[MATERIAL TO PROCESS]
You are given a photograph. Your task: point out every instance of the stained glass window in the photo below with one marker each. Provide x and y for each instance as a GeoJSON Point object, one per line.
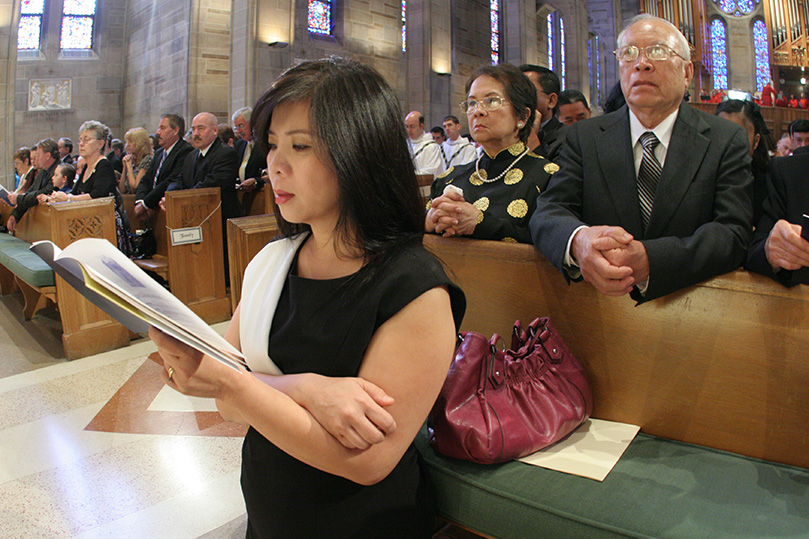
{"type": "Point", "coordinates": [320, 17]}
{"type": "Point", "coordinates": [494, 16]}
{"type": "Point", "coordinates": [762, 54]}
{"type": "Point", "coordinates": [29, 31]}
{"type": "Point", "coordinates": [404, 25]}
{"type": "Point", "coordinates": [719, 52]}
{"type": "Point", "coordinates": [562, 50]}
{"type": "Point", "coordinates": [78, 20]}
{"type": "Point", "coordinates": [549, 21]}
{"type": "Point", "coordinates": [737, 7]}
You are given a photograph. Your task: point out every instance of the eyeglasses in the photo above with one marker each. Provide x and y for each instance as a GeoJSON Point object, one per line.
{"type": "Point", "coordinates": [487, 103]}
{"type": "Point", "coordinates": [657, 52]}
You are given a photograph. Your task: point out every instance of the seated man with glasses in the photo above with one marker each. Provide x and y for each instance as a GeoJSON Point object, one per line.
{"type": "Point", "coordinates": [493, 197]}
{"type": "Point", "coordinates": [656, 196]}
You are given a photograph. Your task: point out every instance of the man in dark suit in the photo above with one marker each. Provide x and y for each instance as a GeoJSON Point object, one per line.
{"type": "Point", "coordinates": [656, 196]}
{"type": "Point", "coordinates": [550, 131]}
{"type": "Point", "coordinates": [65, 149]}
{"type": "Point", "coordinates": [166, 166]}
{"type": "Point", "coordinates": [47, 158]}
{"type": "Point", "coordinates": [252, 161]}
{"type": "Point", "coordinates": [212, 164]}
{"type": "Point", "coordinates": [777, 249]}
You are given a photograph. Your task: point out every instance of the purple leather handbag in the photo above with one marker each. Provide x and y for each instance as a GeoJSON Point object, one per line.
{"type": "Point", "coordinates": [498, 405]}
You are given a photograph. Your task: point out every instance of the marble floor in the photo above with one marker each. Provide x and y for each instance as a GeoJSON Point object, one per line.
{"type": "Point", "coordinates": [99, 447]}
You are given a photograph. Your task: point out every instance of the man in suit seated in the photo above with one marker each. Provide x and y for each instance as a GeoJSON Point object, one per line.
{"type": "Point", "coordinates": [778, 250]}
{"type": "Point", "coordinates": [251, 160]}
{"type": "Point", "coordinates": [47, 158]}
{"type": "Point", "coordinates": [212, 163]}
{"type": "Point", "coordinates": [656, 196]}
{"type": "Point", "coordinates": [550, 132]}
{"type": "Point", "coordinates": [65, 149]}
{"type": "Point", "coordinates": [166, 165]}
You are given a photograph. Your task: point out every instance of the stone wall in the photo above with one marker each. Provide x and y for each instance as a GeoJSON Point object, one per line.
{"type": "Point", "coordinates": [96, 78]}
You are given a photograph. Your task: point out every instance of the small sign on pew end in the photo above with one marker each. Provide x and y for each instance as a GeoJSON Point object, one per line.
{"type": "Point", "coordinates": [183, 236]}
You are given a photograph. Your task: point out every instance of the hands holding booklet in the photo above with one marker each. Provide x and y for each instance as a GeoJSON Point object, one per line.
{"type": "Point", "coordinates": [112, 282]}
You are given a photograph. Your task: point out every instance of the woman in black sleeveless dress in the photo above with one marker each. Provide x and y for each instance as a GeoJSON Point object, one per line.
{"type": "Point", "coordinates": [359, 317]}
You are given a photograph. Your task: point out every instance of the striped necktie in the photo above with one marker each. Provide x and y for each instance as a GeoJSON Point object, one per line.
{"type": "Point", "coordinates": [648, 175]}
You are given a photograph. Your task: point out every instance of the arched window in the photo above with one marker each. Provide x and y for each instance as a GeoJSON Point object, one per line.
{"type": "Point", "coordinates": [556, 54]}
{"type": "Point", "coordinates": [762, 53]}
{"type": "Point", "coordinates": [719, 48]}
{"type": "Point", "coordinates": [494, 17]}
{"type": "Point", "coordinates": [78, 23]}
{"type": "Point", "coordinates": [320, 17]}
{"type": "Point", "coordinates": [404, 25]}
{"type": "Point", "coordinates": [739, 8]}
{"type": "Point", "coordinates": [29, 31]}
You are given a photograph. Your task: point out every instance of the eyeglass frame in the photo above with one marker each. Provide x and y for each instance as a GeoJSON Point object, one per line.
{"type": "Point", "coordinates": [478, 103]}
{"type": "Point", "coordinates": [646, 53]}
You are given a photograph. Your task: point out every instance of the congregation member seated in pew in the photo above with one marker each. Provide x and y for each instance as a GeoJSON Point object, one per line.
{"type": "Point", "coordinates": [167, 164]}
{"type": "Point", "coordinates": [96, 179]}
{"type": "Point", "coordinates": [252, 160]}
{"type": "Point", "coordinates": [778, 250]}
{"type": "Point", "coordinates": [656, 196]}
{"type": "Point", "coordinates": [47, 157]}
{"type": "Point", "coordinates": [65, 146]}
{"type": "Point", "coordinates": [137, 160]}
{"type": "Point", "coordinates": [572, 107]}
{"type": "Point", "coordinates": [23, 164]}
{"type": "Point", "coordinates": [62, 181]}
{"type": "Point", "coordinates": [748, 115]}
{"type": "Point", "coordinates": [499, 188]}
{"type": "Point", "coordinates": [355, 285]}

[WHAT IS BEING ASKED] Line by line, return the listing above exactly, dropping every picture.

[SOLUTION]
You are given a photograph. Your task: point out every instance of the stained glass window in the photo below with one marker each. Provide x and y for each instance as a GeoJSON Point object, one per line.
{"type": "Point", "coordinates": [320, 17]}
{"type": "Point", "coordinates": [494, 16]}
{"type": "Point", "coordinates": [762, 54]}
{"type": "Point", "coordinates": [29, 31]}
{"type": "Point", "coordinates": [404, 25]}
{"type": "Point", "coordinates": [719, 52]}
{"type": "Point", "coordinates": [562, 50]}
{"type": "Point", "coordinates": [78, 20]}
{"type": "Point", "coordinates": [549, 21]}
{"type": "Point", "coordinates": [737, 7]}
You are given a photograph. Your task: point out every instance of the eyeglasses in the photo above with one marker each. Provide x and y for each instance as a GeoJSON Point object, one per line.
{"type": "Point", "coordinates": [487, 103]}
{"type": "Point", "coordinates": [657, 52]}
You are given a photograph. Your task: point out every instance of the seated man with glasses in the photo above with one marker each. Provide x and y for each instance as a GeoJSON Point object, one per line.
{"type": "Point", "coordinates": [493, 197]}
{"type": "Point", "coordinates": [656, 196]}
You are given a photograph. Your task: point out every instance of the man in dark suit in the photo above with one marker each. Provide x and y for each instance as a GeoJSON Point object, one per line.
{"type": "Point", "coordinates": [656, 196]}
{"type": "Point", "coordinates": [550, 131]}
{"type": "Point", "coordinates": [65, 149]}
{"type": "Point", "coordinates": [166, 166]}
{"type": "Point", "coordinates": [47, 158]}
{"type": "Point", "coordinates": [252, 161]}
{"type": "Point", "coordinates": [212, 164]}
{"type": "Point", "coordinates": [777, 249]}
You are given a photograph. Your task: point out every instance of the purple leather handbag in the photo above with one marker each. Provide x and y for each instance as a GeoJSON Point object, one per line.
{"type": "Point", "coordinates": [498, 405]}
You are given a photograph. Your task: point out every instance of the marble floor in the photo above with one marker each. Provide x and y for each instance as a GeoJSON Point object, one per line.
{"type": "Point", "coordinates": [99, 447]}
You are given a photograph. Your task: point out every instance of the man in suit seated in the photo above with one marker each. Provide x and y for each instance as a GeoJSON Point object, one per line.
{"type": "Point", "coordinates": [778, 250]}
{"type": "Point", "coordinates": [251, 160]}
{"type": "Point", "coordinates": [47, 158]}
{"type": "Point", "coordinates": [212, 163]}
{"type": "Point", "coordinates": [656, 196]}
{"type": "Point", "coordinates": [550, 132]}
{"type": "Point", "coordinates": [65, 149]}
{"type": "Point", "coordinates": [166, 165]}
You are given a photograph. Your task: point out every instance of the stone wall in the photo above with one marker each. Provide x and y for each instance as a GeoJSON Point object, one per line.
{"type": "Point", "coordinates": [96, 78]}
You are given a photograph. Your task: point out every instance of the small sign on pew end in the photo above with one marker each. Provide x and y for each instance as a GeoJSON Point object, one per line.
{"type": "Point", "coordinates": [183, 236]}
You are given a photograph. Your task: point out every instance of the hands holding booklet in the photo above with one marker each. Provide x and y for each instance as a GeoJSON Point object, one per line.
{"type": "Point", "coordinates": [112, 282]}
You are given a photograph. Your task: point out every instance of the woman in black sleeveless dress in the photo above with one marker each. Provide x and y for each instance as a GeoJSON Point object, one per line.
{"type": "Point", "coordinates": [359, 317]}
You are given a photograph. Your task: point out every instance of the striped necktie in the photo above with one marker each. Provide x and y for each instance as a GeoJSON Point object, one per line.
{"type": "Point", "coordinates": [648, 175]}
You are given a photograph. Your task: point out every instance of the arched window in the photo above with one marker each. Provide x and y for each instance as a GeoJSON Point object, one per line.
{"type": "Point", "coordinates": [556, 54]}
{"type": "Point", "coordinates": [762, 53]}
{"type": "Point", "coordinates": [719, 48]}
{"type": "Point", "coordinates": [494, 17]}
{"type": "Point", "coordinates": [78, 23]}
{"type": "Point", "coordinates": [320, 17]}
{"type": "Point", "coordinates": [404, 25]}
{"type": "Point", "coordinates": [739, 8]}
{"type": "Point", "coordinates": [29, 31]}
You are given a photograph. Your task: point out every instance of the eyeglass frame in the photo above with one marker each. Provide x and y for each instance as a GeoJSON Point object, one per line.
{"type": "Point", "coordinates": [478, 103]}
{"type": "Point", "coordinates": [646, 53]}
You are given a photograph. Your task: point out every instance of the congregation member seated in pew in the photo above with one marker each. Provide x and y for each instance as a GeoJSON Point object, one per line.
{"type": "Point", "coordinates": [167, 164]}
{"type": "Point", "coordinates": [96, 179]}
{"type": "Point", "coordinates": [252, 160]}
{"type": "Point", "coordinates": [778, 250]}
{"type": "Point", "coordinates": [656, 196]}
{"type": "Point", "coordinates": [47, 157]}
{"type": "Point", "coordinates": [65, 146]}
{"type": "Point", "coordinates": [137, 160]}
{"type": "Point", "coordinates": [572, 107]}
{"type": "Point", "coordinates": [23, 164]}
{"type": "Point", "coordinates": [62, 181]}
{"type": "Point", "coordinates": [748, 115]}
{"type": "Point", "coordinates": [499, 188]}
{"type": "Point", "coordinates": [355, 285]}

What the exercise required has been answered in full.